* Set problem
Revise the records from the line with "[point] cat's right" through the end of the records, putting "green leaves" in place of "green foliage" and keeping every other part of those lines the same.

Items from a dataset

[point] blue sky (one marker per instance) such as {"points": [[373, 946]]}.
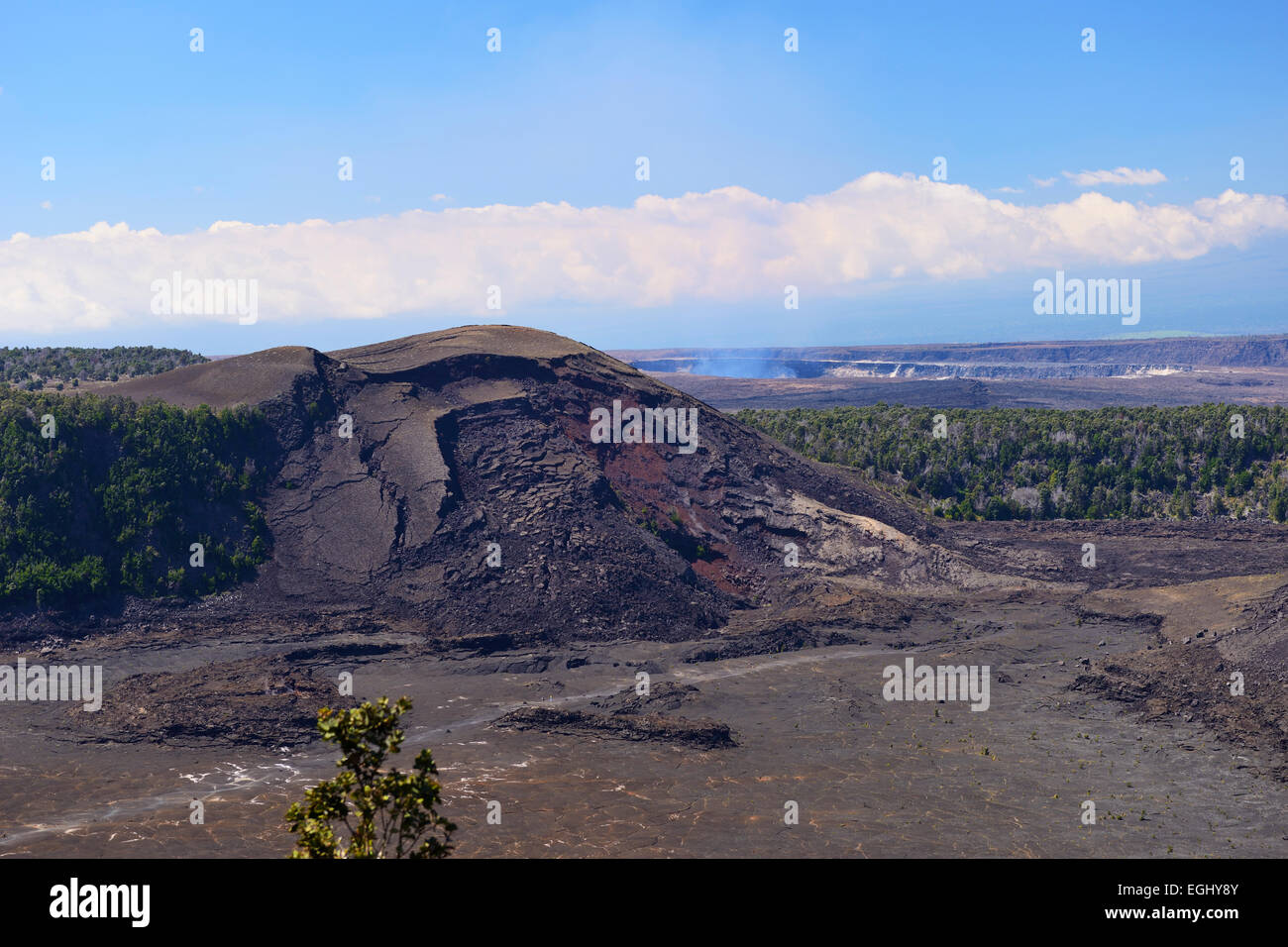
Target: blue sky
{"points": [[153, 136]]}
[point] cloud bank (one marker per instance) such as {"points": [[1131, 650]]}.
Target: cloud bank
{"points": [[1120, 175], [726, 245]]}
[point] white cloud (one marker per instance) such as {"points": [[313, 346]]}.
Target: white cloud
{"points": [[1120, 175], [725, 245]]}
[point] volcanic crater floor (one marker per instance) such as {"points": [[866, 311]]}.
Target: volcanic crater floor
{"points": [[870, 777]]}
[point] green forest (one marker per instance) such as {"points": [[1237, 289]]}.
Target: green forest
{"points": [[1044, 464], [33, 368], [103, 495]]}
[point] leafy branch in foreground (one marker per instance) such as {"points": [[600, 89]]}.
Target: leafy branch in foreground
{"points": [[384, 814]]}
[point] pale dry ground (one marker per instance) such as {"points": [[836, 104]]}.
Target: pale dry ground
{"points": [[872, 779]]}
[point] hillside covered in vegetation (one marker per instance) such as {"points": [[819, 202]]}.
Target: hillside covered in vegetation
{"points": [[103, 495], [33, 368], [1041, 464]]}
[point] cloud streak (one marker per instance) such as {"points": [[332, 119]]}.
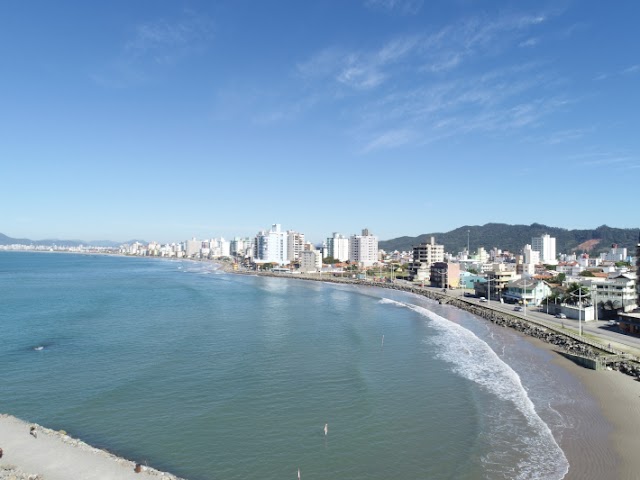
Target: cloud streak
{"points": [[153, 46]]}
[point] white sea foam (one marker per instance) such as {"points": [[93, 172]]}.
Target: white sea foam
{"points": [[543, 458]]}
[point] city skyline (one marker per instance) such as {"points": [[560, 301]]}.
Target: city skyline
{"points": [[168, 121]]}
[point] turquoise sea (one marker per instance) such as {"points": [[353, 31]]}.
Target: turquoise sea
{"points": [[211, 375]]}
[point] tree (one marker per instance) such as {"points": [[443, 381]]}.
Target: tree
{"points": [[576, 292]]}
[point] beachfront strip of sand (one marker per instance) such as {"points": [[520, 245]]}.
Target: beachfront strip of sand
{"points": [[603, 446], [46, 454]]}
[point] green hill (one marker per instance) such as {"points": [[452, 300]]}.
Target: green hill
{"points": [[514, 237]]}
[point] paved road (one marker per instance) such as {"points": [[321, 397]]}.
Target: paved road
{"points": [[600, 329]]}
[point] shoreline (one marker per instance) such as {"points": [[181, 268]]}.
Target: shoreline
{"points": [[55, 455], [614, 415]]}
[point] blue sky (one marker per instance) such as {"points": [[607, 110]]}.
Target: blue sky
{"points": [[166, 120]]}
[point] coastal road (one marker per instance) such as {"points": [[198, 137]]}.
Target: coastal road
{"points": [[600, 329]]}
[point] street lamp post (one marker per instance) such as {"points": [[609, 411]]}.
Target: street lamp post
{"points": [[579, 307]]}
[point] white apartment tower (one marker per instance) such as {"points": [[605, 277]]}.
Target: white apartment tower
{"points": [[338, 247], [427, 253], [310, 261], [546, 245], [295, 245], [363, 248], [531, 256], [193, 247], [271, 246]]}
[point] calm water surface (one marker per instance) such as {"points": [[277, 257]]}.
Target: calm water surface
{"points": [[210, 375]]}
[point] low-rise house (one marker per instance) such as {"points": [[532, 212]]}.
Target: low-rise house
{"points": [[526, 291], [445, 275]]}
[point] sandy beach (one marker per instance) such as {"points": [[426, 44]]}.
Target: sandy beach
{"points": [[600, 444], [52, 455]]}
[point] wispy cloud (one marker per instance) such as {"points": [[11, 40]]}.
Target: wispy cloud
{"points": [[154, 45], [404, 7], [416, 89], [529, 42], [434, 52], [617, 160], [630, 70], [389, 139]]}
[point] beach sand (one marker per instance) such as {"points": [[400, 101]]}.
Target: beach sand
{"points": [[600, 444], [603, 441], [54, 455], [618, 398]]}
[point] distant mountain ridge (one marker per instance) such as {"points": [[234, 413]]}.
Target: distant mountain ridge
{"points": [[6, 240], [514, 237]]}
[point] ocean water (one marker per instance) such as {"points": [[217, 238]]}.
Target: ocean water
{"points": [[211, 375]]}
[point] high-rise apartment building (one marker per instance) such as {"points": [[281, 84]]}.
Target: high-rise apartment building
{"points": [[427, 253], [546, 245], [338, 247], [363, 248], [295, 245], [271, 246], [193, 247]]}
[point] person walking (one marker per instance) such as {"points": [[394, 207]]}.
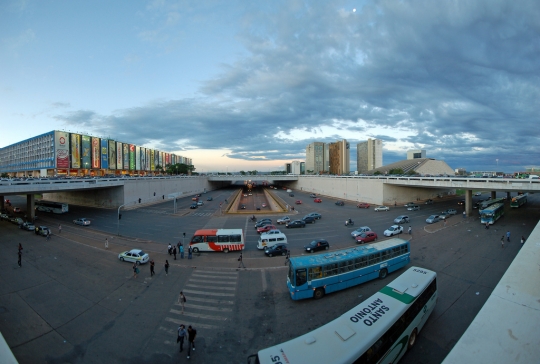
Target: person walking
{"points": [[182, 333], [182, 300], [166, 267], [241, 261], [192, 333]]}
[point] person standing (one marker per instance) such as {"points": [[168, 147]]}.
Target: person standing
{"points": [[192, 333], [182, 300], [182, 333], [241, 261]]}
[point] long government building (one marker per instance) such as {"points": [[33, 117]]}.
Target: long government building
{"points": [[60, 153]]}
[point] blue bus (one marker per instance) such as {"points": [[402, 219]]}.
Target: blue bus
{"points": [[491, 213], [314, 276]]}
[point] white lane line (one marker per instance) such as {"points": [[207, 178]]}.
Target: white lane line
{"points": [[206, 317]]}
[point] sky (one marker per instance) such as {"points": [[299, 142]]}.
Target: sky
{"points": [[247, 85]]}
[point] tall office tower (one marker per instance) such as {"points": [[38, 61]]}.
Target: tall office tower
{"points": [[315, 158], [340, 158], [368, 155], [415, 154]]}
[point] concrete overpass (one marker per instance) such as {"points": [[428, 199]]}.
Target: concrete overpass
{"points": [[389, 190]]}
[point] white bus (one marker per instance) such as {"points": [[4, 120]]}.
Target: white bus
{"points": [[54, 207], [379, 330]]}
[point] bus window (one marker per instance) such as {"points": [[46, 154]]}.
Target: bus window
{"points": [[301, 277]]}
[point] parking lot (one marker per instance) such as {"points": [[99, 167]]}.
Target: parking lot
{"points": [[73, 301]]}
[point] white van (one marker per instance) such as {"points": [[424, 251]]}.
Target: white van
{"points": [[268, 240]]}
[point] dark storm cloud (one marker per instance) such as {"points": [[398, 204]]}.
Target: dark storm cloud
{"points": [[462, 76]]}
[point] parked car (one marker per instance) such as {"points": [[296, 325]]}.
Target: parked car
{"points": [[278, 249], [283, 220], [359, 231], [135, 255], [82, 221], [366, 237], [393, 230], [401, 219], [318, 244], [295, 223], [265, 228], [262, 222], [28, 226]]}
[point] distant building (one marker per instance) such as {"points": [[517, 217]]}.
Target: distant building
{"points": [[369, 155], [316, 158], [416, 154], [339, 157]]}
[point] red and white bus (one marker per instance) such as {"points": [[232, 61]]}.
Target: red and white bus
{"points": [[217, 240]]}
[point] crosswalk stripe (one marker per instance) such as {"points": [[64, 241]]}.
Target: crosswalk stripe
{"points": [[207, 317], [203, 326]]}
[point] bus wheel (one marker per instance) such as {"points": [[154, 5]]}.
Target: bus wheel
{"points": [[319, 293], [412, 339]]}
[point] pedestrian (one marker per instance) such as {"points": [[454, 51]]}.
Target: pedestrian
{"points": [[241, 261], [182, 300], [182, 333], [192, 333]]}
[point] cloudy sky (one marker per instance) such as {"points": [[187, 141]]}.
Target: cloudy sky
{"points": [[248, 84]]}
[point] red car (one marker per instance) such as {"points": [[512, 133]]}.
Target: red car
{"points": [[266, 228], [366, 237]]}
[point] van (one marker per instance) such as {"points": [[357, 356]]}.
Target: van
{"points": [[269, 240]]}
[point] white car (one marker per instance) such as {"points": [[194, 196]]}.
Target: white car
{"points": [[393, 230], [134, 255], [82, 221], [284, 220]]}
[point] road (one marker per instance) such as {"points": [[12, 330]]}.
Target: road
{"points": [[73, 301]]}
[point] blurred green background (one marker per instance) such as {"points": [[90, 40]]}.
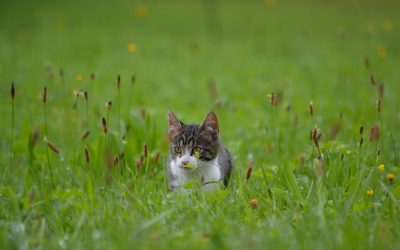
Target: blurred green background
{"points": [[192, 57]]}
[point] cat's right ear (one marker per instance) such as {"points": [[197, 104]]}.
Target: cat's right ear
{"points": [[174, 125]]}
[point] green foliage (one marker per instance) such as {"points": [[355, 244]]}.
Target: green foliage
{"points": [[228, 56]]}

* Task solution
[point] cat's right ear (one marker per instance) such as {"points": [[197, 104]]}.
Target: cat's right ear
{"points": [[174, 125]]}
[point] green leaves (one marker per instance) such as {"points": [[355, 244]]}.
Target: green leaves
{"points": [[228, 56]]}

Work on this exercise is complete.